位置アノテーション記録
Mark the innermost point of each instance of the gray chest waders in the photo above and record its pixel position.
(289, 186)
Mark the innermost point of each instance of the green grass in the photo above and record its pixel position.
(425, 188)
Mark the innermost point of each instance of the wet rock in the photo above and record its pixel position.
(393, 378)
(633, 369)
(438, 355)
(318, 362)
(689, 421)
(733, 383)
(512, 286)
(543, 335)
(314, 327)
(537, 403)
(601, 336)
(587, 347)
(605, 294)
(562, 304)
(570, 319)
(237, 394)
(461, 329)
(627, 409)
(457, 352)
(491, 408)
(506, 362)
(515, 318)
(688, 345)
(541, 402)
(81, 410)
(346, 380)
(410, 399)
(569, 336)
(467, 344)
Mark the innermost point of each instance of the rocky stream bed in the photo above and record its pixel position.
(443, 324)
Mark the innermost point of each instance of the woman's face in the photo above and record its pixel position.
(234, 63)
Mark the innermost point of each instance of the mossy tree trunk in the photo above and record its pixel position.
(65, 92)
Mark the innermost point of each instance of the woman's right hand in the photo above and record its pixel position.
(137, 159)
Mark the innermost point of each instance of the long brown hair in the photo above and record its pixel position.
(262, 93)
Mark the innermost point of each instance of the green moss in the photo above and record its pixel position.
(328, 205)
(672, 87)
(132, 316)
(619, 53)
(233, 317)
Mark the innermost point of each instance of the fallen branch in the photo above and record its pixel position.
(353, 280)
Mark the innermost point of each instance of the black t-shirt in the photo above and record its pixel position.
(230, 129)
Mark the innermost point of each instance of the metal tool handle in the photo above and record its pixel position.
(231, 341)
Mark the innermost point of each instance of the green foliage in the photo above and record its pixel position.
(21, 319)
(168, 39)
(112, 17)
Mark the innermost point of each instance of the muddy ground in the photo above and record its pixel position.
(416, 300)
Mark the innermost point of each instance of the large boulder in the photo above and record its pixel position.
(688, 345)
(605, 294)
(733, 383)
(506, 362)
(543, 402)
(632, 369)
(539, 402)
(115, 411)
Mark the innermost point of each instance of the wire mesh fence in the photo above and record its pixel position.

### 作業内容
「Mark the innermost point of each instance of the large」を含む行から項目の最後の行まで（両端を含む）を、「boulder」を「rock」に置き換えたうえで、それ以外は変更せずに書き直してください。

### 回答
Mark the innermost point of each instance of the large rock in the photo above and record its pixel position.
(688, 345)
(605, 294)
(733, 383)
(506, 362)
(543, 402)
(632, 369)
(539, 402)
(115, 411)
Mark the innermost point of each instance of the wire mesh fence in the photo above and record its pixel position.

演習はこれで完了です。